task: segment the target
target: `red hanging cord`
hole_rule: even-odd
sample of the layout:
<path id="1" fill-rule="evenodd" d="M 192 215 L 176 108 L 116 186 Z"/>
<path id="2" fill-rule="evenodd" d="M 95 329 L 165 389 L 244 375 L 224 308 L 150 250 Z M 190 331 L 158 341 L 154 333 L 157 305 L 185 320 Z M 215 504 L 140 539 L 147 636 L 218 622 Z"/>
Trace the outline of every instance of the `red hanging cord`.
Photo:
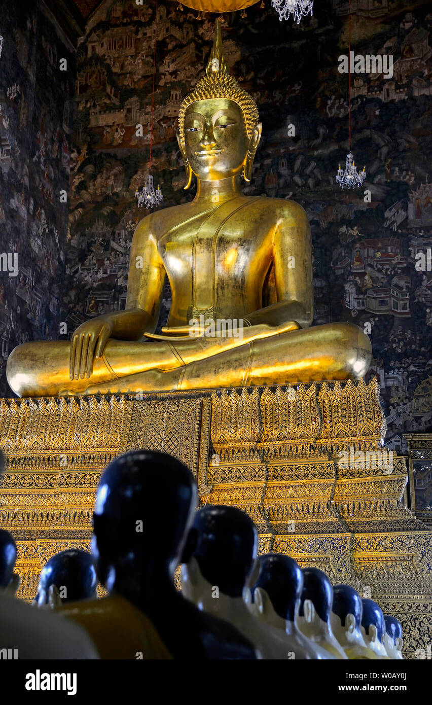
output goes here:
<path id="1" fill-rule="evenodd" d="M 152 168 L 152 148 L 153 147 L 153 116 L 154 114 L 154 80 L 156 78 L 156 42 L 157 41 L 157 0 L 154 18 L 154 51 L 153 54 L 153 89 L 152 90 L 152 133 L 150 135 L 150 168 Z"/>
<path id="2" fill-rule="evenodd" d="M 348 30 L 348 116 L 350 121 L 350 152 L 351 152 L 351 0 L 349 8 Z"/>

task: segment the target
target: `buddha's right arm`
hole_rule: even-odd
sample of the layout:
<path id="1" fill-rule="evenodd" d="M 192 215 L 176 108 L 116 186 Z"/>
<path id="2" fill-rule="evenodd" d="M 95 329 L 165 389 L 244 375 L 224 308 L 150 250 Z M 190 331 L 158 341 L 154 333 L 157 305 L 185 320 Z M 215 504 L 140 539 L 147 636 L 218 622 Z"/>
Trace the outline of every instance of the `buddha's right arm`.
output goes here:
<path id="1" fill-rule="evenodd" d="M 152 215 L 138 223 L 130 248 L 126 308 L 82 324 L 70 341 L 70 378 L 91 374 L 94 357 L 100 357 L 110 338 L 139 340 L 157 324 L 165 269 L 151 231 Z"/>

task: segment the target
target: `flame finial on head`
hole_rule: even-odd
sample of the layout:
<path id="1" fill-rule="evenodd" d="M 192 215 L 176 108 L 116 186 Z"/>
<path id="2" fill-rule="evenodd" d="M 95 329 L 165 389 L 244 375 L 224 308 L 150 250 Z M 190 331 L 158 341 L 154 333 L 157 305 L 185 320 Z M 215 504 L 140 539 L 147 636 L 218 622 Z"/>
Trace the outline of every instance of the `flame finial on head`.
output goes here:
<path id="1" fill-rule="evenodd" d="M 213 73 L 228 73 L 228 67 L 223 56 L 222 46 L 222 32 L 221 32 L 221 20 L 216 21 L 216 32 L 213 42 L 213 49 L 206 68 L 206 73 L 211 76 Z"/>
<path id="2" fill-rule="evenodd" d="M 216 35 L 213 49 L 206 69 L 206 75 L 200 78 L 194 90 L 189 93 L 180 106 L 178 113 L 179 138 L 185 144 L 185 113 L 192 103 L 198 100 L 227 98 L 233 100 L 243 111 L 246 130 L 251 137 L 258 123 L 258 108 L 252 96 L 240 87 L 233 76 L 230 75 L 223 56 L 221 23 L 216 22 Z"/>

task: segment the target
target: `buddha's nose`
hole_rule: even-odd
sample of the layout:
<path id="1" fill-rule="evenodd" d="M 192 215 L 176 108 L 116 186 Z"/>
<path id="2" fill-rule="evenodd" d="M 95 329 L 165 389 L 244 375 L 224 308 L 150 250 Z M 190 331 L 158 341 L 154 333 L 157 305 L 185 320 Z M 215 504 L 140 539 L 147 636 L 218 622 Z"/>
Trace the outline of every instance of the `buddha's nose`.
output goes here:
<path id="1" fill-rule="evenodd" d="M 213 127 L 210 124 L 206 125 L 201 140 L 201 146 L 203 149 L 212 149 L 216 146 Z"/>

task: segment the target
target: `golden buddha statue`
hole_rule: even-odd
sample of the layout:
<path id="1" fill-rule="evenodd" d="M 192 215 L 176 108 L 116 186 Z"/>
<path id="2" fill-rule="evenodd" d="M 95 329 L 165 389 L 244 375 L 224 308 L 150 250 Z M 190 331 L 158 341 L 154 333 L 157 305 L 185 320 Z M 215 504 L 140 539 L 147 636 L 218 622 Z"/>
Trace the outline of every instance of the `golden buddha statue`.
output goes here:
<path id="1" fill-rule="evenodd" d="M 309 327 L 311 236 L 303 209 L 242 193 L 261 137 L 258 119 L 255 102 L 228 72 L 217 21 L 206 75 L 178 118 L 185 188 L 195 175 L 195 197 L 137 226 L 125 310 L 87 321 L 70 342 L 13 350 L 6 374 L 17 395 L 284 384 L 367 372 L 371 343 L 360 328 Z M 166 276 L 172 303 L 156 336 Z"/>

++++++++++

| Task directions |
Please repeat all of the records above exactly as they appear, but leave the pictures out of your answer.

| Result of the exercise |
task: segment the target
target: `red hanging cord`
hole_rule: even-odd
sample of the layout:
<path id="1" fill-rule="evenodd" d="M 192 215 L 176 108 L 116 186 Z"/>
<path id="2" fill-rule="evenodd" d="M 95 329 L 165 389 L 244 375 L 224 308 L 150 250 Z M 190 331 L 158 341 L 154 333 L 157 305 L 185 320 Z M 215 504 L 140 539 L 147 636 L 218 622 Z"/>
Trace the outline of every instance of the `red hanging cord`.
Photo:
output goes here:
<path id="1" fill-rule="evenodd" d="M 152 168 L 152 148 L 153 147 L 153 116 L 154 114 L 154 80 L 156 78 L 156 42 L 157 41 L 157 0 L 154 18 L 154 51 L 153 54 L 153 89 L 152 90 L 152 133 L 150 135 L 150 168 Z"/>
<path id="2" fill-rule="evenodd" d="M 348 30 L 348 116 L 350 121 L 350 152 L 351 152 L 351 0 L 349 8 Z"/>

task: segment the target
target: `buddha's right arm`
hole_rule: even-odd
sample of the layout:
<path id="1" fill-rule="evenodd" d="M 192 215 L 176 108 L 116 186 Z"/>
<path id="2" fill-rule="evenodd" d="M 95 329 L 165 389 L 244 375 L 224 308 L 150 250 Z M 190 331 L 158 341 L 154 333 L 157 305 L 185 320 Z M 215 504 L 140 539 L 147 636 L 218 622 Z"/>
Trace the outline of every instance of the `buddha's right arm`.
output goes here:
<path id="1" fill-rule="evenodd" d="M 152 215 L 138 223 L 130 248 L 126 308 L 82 324 L 70 341 L 70 378 L 91 374 L 94 357 L 100 357 L 110 338 L 139 340 L 157 324 L 165 269 L 151 231 Z"/>

task: segment the target
target: `flame finial on head`
hole_rule: even-odd
sample of the layout:
<path id="1" fill-rule="evenodd" d="M 192 215 L 176 108 L 116 186 Z"/>
<path id="2" fill-rule="evenodd" d="M 95 329 L 165 389 L 244 375 L 224 308 L 150 250 Z M 190 331 L 158 341 L 154 333 L 157 305 L 185 320 Z M 215 504 L 140 539 L 147 636 L 218 622 Z"/>
Trace the outline of every instance of the `flame finial on head`.
output goes here:
<path id="1" fill-rule="evenodd" d="M 213 73 L 228 73 L 228 67 L 223 56 L 222 46 L 222 32 L 221 32 L 221 20 L 216 21 L 216 32 L 213 42 L 213 49 L 206 68 L 206 73 L 211 76 Z"/>
<path id="2" fill-rule="evenodd" d="M 216 35 L 213 49 L 206 69 L 206 75 L 200 78 L 194 90 L 189 93 L 180 106 L 178 113 L 179 138 L 185 144 L 185 113 L 192 103 L 198 100 L 227 98 L 233 100 L 243 111 L 246 130 L 251 137 L 258 123 L 258 108 L 252 96 L 240 87 L 233 76 L 230 75 L 223 56 L 221 23 L 216 22 Z"/>

task: segment the target
target: `buddha's nose`
hole_rule: even-odd
sample of the layout:
<path id="1" fill-rule="evenodd" d="M 192 215 L 176 108 L 116 186 Z"/>
<path id="2" fill-rule="evenodd" d="M 95 329 L 165 389 L 244 375 L 224 308 L 150 250 Z M 190 331 L 158 341 L 154 333 L 157 305 L 185 320 Z M 215 504 L 140 539 L 147 636 L 218 622 Z"/>
Trace the outline of every instance of the `buddha's nose`.
output goes here:
<path id="1" fill-rule="evenodd" d="M 213 127 L 210 124 L 206 125 L 201 140 L 201 146 L 203 149 L 212 149 L 216 146 Z"/>

task: segment the target
target: `golden buddha statue`
hole_rule: even-odd
sample of the layout:
<path id="1" fill-rule="evenodd" d="M 192 215 L 176 108 L 116 186 Z"/>
<path id="2" fill-rule="evenodd" d="M 95 329 L 165 389 L 244 375 L 224 308 L 150 250 Z M 190 331 L 158 341 L 154 333 L 157 305 L 185 320 Z M 215 504 L 140 539 L 147 636 L 218 622 Z"/>
Trace the outline of every instance of the `golden buddha statue`.
output goes here:
<path id="1" fill-rule="evenodd" d="M 309 327 L 311 236 L 303 209 L 242 193 L 261 137 L 258 119 L 255 102 L 228 72 L 217 21 L 206 75 L 178 118 L 185 188 L 195 175 L 195 197 L 137 226 L 125 310 L 87 321 L 70 342 L 13 350 L 6 374 L 17 395 L 284 384 L 367 372 L 371 343 L 360 328 Z M 166 276 L 172 303 L 156 336 Z"/>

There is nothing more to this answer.